━━━━━ SOURCE RECORDS ━━━━━
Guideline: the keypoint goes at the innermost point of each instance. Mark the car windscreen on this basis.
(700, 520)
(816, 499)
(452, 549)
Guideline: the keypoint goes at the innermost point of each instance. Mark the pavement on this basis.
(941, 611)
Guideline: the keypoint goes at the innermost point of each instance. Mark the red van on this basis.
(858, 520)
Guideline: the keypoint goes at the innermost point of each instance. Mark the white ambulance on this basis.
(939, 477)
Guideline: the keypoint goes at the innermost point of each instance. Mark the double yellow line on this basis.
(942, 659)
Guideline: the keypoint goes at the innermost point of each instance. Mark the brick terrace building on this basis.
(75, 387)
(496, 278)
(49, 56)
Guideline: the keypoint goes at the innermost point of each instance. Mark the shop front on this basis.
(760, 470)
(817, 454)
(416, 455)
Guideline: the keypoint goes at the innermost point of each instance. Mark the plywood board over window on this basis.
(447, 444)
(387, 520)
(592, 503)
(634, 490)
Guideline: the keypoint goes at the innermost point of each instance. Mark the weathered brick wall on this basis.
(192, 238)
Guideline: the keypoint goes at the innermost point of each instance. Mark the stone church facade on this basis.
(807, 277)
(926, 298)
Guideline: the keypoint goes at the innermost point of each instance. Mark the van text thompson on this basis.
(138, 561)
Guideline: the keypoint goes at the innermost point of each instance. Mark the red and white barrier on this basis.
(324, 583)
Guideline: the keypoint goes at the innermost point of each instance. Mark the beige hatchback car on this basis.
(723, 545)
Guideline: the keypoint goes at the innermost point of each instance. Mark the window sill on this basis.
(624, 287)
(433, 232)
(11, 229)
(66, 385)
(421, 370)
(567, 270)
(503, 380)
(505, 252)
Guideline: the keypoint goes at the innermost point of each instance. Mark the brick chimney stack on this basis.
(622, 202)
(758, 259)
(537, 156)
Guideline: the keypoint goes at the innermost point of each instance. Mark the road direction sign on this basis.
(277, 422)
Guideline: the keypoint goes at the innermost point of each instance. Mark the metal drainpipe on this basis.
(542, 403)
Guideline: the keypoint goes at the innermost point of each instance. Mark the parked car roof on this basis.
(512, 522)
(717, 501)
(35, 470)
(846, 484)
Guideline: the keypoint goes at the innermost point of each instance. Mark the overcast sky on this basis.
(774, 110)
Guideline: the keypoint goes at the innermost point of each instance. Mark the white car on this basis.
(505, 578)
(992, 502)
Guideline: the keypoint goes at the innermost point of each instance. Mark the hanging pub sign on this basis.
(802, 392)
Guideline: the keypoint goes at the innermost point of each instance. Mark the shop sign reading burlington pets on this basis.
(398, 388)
━━━━━
## EXERCISE AIM
Rewrite all of the entries with "innermost" changed to "topmost" each time it appears, and keep every other word and number as it is.

## RESULT OF THE TASK
Guideline: the keypoint goes at the topmost point of each instance. Mark the car windscreen on this basis.
(700, 520)
(816, 499)
(452, 549)
Guideline: the keypoint goes at the topmost point of each instance. Mark the pavement on this basis.
(941, 611)
Guideline: the keypoint goes at the topmost point of each instance. Mark the red van on this basis.
(858, 520)
Guideline: the keypoint goes at the topmost point of each instance. Mark the white ambulance on this basis.
(939, 477)
Guideline: the keypoint goes at the topmost point of each instance. Mark the double yellow line on this basis.
(942, 659)
Guideline: the keypoint goes at the topmost point of each instance. Mark the brick terrace building on this basis.
(75, 387)
(496, 278)
(49, 56)
Guideline: the keypoint goes at the topmost point of each instance. Mark the shop front on this basis.
(760, 470)
(817, 454)
(416, 455)
Guideline: the keypoint goes at the topmost point of each instance. Mark the plywood board over window on this basis.
(447, 444)
(387, 520)
(592, 503)
(634, 490)
Guideline: the keypoint goes at the topmost point of each instance. Mark the weathered brick wall on this basis.
(192, 238)
Guideline: the keypoint goes at the topmost point of each instance. Mark the stone church facade on this basis.
(807, 277)
(926, 298)
Guideline: the keypoint goes at the topmost point of each instance. Mark the van text thompson on this basis.
(138, 561)
Guideline: the keypoint goes at the topmost point of each instance. Mark the red and white barrier on this basis.
(324, 583)
Guideline: the keypoint goes at the topmost point of each instance. Mark the beige hatchback car on this basis.
(723, 545)
Guideline: the keypoint goes at the topmost point of each instance. Mark the window sill on this basis.
(624, 287)
(433, 232)
(11, 229)
(66, 385)
(421, 370)
(567, 270)
(503, 380)
(505, 252)
Guideline: the keypoint goes at the topmost point of each instance. Mark the brick chimney stack on this basis.
(622, 202)
(758, 259)
(537, 156)
Guideline: the keypoint goes at the topmost point of each instance. Mark the road direction sign on this basis.
(277, 422)
Guideline: the keypoint goes at the topmost point of each instance. Mark the metal drainpipe on this basis.
(542, 403)
Guideline: the keypoint goes at the topmost point of each instance. Mark the parked car roof on this basis.
(512, 522)
(717, 501)
(35, 470)
(846, 484)
Guideline: the keypoint goes at the topmost point of each instance. Mark the overcast sky on this basis.
(774, 110)
Guideline: the keypoint goes at the topmost point of each instance. Mark the white car on this basis.
(505, 578)
(992, 502)
Guideline: the keypoint goes at the topmost point of each instance. Mark the hanging pub sign on this basis.
(802, 392)
Guideline: the keypoint goes at the topmost point of each instance. Mark the shop sign reading burlington pets on this basis.
(398, 388)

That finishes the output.